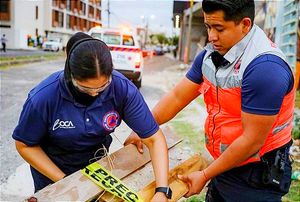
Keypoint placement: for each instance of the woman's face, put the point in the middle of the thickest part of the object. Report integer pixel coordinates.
(92, 86)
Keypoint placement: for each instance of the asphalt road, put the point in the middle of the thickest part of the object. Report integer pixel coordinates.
(15, 85)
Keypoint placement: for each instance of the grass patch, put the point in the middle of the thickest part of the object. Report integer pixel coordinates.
(191, 137)
(297, 102)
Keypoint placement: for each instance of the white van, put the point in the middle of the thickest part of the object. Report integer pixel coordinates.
(126, 54)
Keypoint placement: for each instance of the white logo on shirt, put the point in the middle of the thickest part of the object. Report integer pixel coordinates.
(62, 124)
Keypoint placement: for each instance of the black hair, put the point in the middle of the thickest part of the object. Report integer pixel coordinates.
(87, 58)
(234, 10)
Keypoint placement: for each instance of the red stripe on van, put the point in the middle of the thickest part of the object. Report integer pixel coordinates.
(114, 48)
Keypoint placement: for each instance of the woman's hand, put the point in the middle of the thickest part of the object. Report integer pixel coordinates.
(195, 182)
(133, 138)
(159, 196)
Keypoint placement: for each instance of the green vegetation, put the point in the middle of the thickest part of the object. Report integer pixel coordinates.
(297, 104)
(294, 192)
(296, 128)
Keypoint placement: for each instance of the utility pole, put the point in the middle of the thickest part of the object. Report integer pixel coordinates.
(108, 14)
(189, 35)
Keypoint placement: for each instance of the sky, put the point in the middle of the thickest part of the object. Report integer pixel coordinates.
(158, 13)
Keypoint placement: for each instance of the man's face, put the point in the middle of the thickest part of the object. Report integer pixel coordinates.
(224, 34)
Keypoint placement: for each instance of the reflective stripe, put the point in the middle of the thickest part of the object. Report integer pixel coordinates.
(280, 128)
(223, 147)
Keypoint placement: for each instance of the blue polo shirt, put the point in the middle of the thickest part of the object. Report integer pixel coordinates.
(71, 133)
(266, 81)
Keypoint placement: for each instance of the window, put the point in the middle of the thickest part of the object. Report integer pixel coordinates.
(68, 21)
(60, 19)
(4, 5)
(36, 12)
(97, 35)
(128, 40)
(68, 5)
(112, 39)
(4, 10)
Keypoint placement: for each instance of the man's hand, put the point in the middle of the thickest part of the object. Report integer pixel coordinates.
(159, 196)
(133, 138)
(195, 182)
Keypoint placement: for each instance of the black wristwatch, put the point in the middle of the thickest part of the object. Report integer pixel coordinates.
(166, 190)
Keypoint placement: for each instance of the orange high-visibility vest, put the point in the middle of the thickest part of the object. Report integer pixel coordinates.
(222, 94)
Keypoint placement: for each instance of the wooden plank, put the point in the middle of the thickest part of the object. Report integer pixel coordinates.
(77, 187)
(179, 188)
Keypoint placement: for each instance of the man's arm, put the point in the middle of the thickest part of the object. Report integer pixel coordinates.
(256, 128)
(159, 155)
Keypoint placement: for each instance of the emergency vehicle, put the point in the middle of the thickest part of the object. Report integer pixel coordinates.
(126, 54)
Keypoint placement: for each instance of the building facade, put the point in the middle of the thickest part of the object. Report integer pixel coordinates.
(27, 23)
(279, 20)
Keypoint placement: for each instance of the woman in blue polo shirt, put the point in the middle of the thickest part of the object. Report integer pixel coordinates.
(69, 116)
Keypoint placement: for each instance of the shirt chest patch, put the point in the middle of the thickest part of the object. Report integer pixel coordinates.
(65, 124)
(110, 120)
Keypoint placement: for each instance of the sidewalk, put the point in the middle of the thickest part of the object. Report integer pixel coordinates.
(15, 57)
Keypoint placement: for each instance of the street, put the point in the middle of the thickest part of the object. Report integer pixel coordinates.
(160, 74)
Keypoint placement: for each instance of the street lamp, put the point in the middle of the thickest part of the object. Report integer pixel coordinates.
(146, 25)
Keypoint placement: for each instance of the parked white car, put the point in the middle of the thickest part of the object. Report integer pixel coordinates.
(125, 51)
(53, 44)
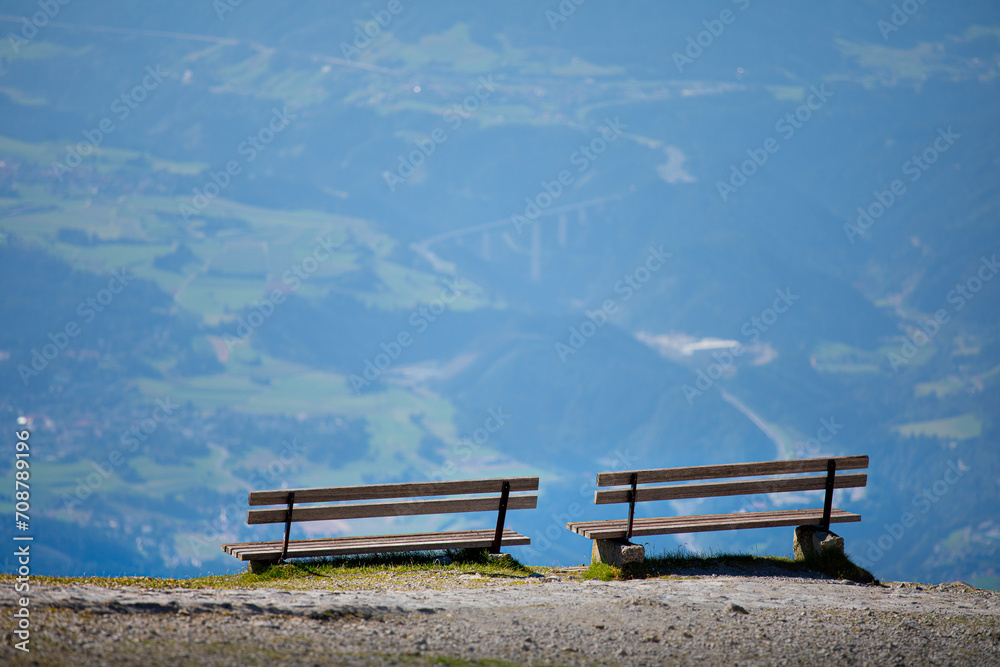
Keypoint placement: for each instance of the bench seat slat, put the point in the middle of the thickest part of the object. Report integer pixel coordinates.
(408, 508)
(734, 488)
(378, 491)
(753, 469)
(615, 528)
(347, 546)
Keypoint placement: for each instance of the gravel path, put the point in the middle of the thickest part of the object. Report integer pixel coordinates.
(556, 619)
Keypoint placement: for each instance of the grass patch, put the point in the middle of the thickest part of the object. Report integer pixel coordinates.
(333, 573)
(683, 562)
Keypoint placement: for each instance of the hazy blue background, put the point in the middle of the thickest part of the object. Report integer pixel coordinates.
(118, 121)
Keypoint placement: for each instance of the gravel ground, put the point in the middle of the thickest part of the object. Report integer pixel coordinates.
(450, 618)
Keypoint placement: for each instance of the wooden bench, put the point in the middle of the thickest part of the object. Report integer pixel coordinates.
(300, 505)
(631, 491)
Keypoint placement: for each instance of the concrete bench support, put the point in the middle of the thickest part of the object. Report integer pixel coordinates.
(617, 552)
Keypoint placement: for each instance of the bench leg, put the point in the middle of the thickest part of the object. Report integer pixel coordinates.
(816, 541)
(617, 552)
(258, 566)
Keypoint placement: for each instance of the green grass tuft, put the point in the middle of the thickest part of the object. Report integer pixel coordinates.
(683, 562)
(325, 572)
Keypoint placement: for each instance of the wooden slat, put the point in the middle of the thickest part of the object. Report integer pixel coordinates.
(346, 546)
(730, 470)
(715, 489)
(404, 490)
(615, 528)
(409, 508)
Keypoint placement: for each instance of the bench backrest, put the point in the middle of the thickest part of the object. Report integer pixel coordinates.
(412, 491)
(671, 491)
(415, 492)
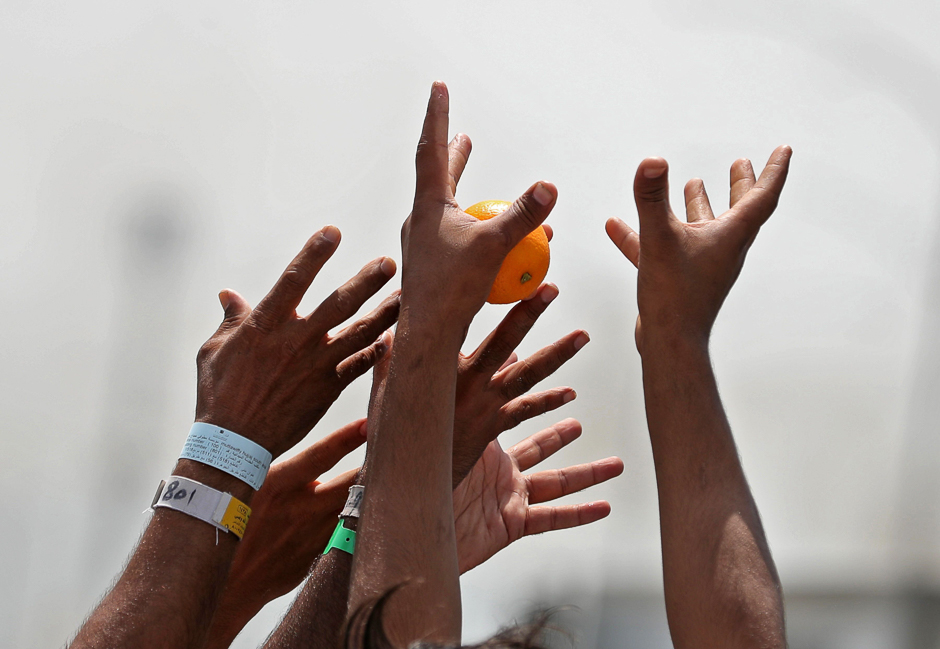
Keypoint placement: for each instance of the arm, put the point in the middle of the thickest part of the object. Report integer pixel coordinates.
(491, 397)
(406, 533)
(293, 516)
(268, 375)
(722, 589)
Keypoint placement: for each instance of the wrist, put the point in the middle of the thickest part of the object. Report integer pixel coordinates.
(434, 328)
(215, 478)
(656, 342)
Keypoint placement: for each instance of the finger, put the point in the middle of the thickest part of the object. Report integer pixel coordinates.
(513, 357)
(331, 496)
(697, 207)
(345, 301)
(368, 328)
(336, 491)
(545, 443)
(760, 202)
(281, 301)
(322, 455)
(532, 405)
(360, 362)
(458, 152)
(524, 375)
(549, 485)
(431, 157)
(625, 238)
(525, 214)
(379, 378)
(742, 179)
(236, 309)
(651, 192)
(542, 518)
(499, 345)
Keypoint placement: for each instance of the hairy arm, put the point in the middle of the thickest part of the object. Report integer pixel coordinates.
(269, 376)
(721, 585)
(450, 261)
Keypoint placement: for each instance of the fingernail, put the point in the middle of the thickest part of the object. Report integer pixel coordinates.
(541, 194)
(381, 347)
(549, 293)
(655, 170)
(331, 233)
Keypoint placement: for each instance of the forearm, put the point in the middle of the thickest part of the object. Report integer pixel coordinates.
(169, 589)
(316, 617)
(409, 502)
(722, 588)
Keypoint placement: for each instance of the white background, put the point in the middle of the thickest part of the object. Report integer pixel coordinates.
(154, 153)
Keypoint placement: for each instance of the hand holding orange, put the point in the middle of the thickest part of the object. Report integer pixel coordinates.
(525, 266)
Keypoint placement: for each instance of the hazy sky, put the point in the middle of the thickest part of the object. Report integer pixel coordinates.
(154, 154)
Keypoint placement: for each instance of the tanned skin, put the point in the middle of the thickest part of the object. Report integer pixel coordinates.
(268, 375)
(406, 533)
(496, 503)
(722, 589)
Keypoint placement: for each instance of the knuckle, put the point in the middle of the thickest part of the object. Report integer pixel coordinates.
(296, 276)
(205, 351)
(261, 322)
(341, 302)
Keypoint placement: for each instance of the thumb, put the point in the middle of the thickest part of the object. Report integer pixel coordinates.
(235, 306)
(651, 192)
(526, 213)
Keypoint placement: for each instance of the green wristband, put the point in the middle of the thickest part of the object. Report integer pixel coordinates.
(342, 539)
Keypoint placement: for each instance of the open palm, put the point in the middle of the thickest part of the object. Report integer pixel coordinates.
(497, 504)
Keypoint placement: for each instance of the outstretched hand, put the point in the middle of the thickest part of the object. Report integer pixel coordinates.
(687, 269)
(497, 504)
(269, 374)
(450, 258)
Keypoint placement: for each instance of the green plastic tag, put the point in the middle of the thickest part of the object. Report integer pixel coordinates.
(342, 539)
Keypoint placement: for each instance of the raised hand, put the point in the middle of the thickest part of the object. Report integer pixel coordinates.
(687, 269)
(497, 504)
(450, 258)
(292, 518)
(269, 374)
(721, 586)
(492, 384)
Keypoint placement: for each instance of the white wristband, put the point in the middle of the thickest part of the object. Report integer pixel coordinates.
(353, 502)
(227, 451)
(221, 510)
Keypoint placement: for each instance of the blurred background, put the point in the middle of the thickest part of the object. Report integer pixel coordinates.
(152, 154)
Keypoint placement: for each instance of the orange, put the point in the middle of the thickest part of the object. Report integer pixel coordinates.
(525, 266)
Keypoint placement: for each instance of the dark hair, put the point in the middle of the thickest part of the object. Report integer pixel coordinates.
(365, 630)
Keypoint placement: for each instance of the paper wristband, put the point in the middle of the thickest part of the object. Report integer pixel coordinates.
(353, 502)
(219, 509)
(342, 539)
(227, 451)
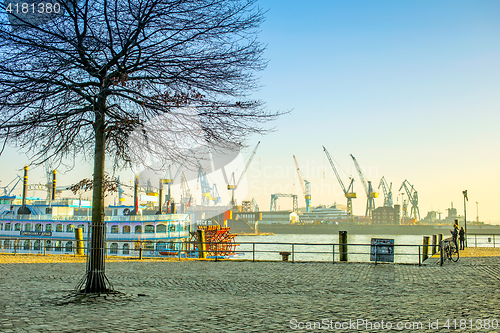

EXERCISE DIRECTIONS :: Gather every line from the records above that contains the word "slat", and copy each such line in full. Case counts when matching.

RESULT FOR THIS TASK ::
Keypoint placement: for each instance of the bench seat slat, put the point in the middle of the thickest part of the object. Report integer pixel coordinates.
Keypoint placement: for each instance of the wooden slat, put the point in the middle of the thickest part of the object. Report integer pixel coordinates.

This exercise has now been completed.